Point placement records
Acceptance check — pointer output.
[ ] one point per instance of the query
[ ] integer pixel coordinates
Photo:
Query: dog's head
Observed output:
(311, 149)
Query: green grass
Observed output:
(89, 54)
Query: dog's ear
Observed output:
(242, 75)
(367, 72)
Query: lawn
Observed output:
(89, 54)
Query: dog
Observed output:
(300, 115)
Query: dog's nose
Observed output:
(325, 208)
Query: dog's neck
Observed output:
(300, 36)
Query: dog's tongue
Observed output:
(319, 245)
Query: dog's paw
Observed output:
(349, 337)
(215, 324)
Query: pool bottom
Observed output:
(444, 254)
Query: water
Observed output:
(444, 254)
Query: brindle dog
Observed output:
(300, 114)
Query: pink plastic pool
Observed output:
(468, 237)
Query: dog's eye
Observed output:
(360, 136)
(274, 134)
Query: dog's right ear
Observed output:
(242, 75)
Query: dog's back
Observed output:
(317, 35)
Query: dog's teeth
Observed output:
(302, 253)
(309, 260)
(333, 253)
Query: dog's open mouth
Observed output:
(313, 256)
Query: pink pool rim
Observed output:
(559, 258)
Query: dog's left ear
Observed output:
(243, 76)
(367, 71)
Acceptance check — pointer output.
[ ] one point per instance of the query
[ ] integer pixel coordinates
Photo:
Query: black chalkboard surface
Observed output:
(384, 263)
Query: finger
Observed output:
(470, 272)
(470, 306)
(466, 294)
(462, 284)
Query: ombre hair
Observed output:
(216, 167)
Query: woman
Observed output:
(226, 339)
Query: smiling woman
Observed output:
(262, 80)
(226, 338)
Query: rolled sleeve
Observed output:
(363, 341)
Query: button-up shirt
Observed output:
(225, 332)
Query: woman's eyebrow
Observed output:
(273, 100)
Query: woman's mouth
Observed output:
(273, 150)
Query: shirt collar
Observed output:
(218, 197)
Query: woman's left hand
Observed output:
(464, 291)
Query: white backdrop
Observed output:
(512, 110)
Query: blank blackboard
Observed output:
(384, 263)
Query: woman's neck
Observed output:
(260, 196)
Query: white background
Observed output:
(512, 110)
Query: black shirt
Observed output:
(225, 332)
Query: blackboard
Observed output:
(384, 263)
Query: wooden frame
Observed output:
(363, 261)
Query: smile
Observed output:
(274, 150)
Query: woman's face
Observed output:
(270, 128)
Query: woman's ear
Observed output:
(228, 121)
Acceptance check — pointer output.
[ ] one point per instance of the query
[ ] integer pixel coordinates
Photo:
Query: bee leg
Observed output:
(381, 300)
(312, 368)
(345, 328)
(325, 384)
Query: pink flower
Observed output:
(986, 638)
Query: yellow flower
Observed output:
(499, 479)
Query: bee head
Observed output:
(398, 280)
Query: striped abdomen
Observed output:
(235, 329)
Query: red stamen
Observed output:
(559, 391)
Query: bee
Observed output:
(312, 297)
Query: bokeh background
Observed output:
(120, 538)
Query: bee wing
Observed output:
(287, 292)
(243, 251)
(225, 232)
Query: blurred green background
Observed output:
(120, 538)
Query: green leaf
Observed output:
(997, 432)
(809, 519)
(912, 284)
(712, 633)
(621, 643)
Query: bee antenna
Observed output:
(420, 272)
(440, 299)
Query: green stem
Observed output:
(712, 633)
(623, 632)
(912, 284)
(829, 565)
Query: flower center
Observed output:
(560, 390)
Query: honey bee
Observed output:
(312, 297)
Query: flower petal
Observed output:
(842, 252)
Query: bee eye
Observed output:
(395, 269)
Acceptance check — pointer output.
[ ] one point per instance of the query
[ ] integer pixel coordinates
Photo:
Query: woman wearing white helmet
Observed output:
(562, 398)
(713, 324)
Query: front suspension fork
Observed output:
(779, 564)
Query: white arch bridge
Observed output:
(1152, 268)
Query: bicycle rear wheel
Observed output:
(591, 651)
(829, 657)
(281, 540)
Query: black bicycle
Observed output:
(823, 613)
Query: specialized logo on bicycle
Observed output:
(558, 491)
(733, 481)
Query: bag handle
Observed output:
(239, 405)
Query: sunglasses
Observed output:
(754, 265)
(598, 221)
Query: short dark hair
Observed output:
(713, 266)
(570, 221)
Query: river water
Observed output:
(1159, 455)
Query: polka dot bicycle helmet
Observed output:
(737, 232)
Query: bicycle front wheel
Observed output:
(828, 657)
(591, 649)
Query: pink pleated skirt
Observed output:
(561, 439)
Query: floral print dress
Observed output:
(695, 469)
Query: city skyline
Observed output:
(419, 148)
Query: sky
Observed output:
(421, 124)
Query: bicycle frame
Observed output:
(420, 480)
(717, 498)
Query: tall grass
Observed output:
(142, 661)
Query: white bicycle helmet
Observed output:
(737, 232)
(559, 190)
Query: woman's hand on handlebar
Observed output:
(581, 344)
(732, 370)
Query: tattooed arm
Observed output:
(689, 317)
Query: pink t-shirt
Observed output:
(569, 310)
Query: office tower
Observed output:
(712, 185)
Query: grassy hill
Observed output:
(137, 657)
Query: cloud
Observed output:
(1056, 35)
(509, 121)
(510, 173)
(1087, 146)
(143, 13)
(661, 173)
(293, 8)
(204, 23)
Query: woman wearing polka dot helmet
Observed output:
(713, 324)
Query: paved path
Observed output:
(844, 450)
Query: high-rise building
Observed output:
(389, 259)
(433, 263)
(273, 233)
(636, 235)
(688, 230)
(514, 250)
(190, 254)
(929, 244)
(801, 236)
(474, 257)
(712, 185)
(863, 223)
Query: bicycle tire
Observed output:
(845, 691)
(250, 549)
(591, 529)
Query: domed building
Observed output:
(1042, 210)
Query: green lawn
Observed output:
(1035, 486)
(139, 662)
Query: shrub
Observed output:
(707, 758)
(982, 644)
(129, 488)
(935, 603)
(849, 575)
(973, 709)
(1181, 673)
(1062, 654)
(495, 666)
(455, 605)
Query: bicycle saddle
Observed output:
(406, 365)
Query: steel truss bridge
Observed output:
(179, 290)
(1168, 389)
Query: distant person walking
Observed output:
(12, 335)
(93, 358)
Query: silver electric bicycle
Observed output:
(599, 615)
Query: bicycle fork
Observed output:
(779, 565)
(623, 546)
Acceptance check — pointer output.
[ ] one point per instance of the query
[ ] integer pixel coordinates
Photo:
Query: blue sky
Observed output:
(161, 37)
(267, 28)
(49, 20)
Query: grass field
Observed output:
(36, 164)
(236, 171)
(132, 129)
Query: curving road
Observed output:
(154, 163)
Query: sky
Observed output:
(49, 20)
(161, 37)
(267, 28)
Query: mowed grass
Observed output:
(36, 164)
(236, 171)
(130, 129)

---

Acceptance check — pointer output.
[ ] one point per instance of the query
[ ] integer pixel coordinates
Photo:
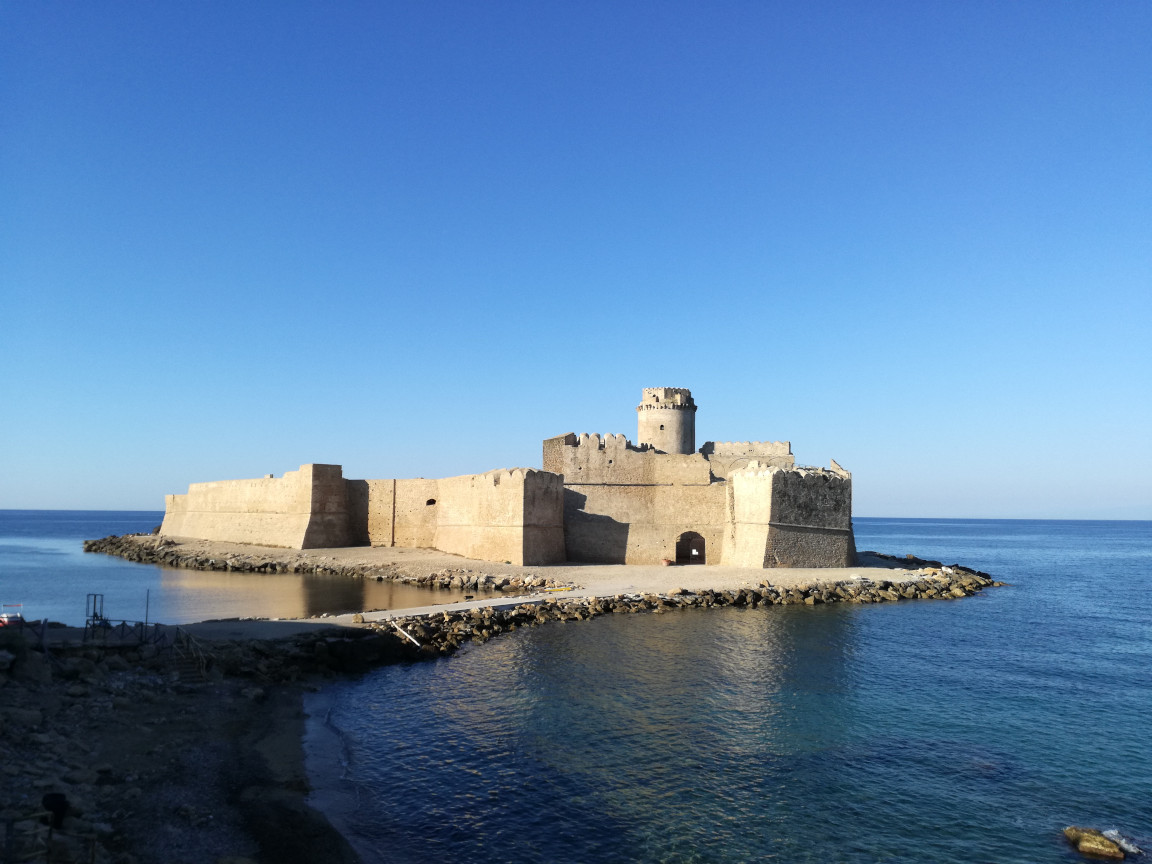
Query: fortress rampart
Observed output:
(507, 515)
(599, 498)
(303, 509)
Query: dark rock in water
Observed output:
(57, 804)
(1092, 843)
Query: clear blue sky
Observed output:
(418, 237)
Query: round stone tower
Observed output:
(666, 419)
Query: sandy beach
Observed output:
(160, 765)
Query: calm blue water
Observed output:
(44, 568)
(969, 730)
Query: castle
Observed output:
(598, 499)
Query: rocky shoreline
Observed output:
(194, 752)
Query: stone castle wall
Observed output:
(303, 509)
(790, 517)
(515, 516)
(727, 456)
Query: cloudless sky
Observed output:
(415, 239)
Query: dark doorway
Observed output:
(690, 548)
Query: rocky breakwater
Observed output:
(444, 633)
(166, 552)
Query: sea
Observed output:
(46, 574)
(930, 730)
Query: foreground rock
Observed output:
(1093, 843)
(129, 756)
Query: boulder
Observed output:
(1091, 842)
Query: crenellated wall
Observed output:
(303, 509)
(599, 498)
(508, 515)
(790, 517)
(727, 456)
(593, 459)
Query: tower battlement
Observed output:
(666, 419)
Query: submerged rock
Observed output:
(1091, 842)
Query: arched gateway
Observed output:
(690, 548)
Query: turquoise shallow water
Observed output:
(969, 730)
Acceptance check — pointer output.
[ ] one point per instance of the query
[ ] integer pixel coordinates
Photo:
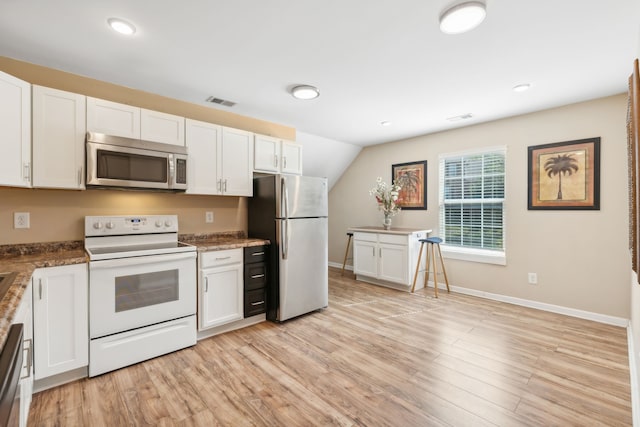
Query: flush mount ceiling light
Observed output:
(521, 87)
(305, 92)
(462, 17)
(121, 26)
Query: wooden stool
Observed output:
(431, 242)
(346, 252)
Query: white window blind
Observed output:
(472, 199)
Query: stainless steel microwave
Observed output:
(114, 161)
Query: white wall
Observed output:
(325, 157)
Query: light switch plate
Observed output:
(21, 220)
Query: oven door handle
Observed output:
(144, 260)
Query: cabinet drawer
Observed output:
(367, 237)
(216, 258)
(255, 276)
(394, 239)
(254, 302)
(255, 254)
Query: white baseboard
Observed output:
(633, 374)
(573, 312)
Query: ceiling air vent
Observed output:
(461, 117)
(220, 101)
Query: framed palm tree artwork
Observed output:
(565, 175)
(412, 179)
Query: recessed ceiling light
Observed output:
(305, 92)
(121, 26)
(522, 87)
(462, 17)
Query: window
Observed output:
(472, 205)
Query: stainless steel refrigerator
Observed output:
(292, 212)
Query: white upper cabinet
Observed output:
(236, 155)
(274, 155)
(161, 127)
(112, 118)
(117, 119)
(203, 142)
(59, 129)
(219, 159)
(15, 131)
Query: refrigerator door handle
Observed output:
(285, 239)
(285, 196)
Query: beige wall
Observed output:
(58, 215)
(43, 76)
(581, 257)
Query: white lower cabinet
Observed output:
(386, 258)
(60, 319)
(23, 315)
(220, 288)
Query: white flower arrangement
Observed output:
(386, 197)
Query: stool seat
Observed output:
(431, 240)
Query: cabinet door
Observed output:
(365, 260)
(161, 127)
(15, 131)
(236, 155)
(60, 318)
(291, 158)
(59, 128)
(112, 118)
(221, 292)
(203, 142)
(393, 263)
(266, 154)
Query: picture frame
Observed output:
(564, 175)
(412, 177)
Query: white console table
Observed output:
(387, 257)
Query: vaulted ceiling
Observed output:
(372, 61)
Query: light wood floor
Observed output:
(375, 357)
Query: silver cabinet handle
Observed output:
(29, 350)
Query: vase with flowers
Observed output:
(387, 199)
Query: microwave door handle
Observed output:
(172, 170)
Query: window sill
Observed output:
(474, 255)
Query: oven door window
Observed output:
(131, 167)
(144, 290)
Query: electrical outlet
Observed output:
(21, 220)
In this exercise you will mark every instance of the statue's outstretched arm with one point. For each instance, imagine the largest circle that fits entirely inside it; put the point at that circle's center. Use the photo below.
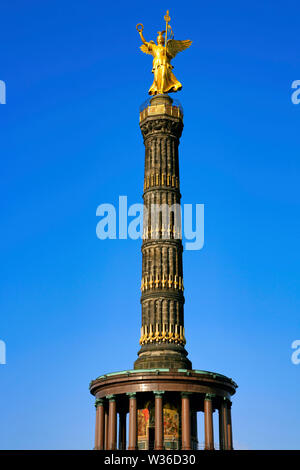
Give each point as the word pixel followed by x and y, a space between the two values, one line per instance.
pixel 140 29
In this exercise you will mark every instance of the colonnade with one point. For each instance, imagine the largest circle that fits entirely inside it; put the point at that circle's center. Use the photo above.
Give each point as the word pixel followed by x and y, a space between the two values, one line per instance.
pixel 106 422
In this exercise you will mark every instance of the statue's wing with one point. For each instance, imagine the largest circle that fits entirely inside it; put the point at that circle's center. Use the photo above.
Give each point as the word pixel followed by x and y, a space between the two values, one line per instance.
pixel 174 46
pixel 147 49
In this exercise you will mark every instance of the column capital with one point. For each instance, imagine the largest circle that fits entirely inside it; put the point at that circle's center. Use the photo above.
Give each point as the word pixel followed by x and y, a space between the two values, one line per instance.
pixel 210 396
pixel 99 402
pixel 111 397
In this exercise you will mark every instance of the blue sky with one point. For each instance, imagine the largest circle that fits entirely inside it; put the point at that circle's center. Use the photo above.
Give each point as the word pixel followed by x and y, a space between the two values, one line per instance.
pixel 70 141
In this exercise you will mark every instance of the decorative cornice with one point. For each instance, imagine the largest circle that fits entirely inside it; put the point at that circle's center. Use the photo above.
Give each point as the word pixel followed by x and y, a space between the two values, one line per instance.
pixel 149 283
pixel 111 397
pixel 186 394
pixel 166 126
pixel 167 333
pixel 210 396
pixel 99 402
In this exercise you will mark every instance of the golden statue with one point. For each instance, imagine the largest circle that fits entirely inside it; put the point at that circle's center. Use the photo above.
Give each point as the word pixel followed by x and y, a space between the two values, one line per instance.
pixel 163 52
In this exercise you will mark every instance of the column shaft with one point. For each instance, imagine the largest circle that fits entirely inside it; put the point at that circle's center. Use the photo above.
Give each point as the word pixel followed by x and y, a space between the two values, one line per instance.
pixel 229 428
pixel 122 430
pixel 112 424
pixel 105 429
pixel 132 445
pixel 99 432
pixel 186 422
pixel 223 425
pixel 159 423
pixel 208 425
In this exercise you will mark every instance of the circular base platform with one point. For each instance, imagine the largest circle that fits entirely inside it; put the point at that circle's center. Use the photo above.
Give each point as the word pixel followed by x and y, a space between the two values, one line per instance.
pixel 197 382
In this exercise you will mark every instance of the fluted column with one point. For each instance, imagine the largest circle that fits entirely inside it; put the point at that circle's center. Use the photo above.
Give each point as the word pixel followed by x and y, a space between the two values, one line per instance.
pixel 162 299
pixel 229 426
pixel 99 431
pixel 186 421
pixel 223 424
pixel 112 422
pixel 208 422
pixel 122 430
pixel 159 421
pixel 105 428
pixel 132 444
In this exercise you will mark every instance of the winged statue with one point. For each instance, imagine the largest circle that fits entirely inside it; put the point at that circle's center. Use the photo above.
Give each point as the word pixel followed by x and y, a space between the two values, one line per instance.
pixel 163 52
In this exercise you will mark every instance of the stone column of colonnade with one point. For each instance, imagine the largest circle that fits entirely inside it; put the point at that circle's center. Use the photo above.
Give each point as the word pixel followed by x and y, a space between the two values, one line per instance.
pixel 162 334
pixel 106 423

Written request: Rescale the listing, beginning at the line that has "Query: window sill" and stopping after the one with "pixel 140 29": reproduce every line, requests included, but multiply each pixel coordinate in the answers by 2.45 and round to the nearest whole number, with halves going up. Omit the pictures.

Final answer:
Query: window sill
Observed output:
(1161, 625)
Query: oven door window
Observed output:
(321, 409)
(353, 711)
Query: electrical outlet
Observed output:
(51, 539)
In this exercise you will mark every instance of the statue's outstretched arm with one point. For each instance, imagine the largest circle that fits entirely inside it; put the point at that circle's center. Use the photo below.
Give each point as the word pixel followed by x and y, a space between the two values, one line per instance.
pixel 343 71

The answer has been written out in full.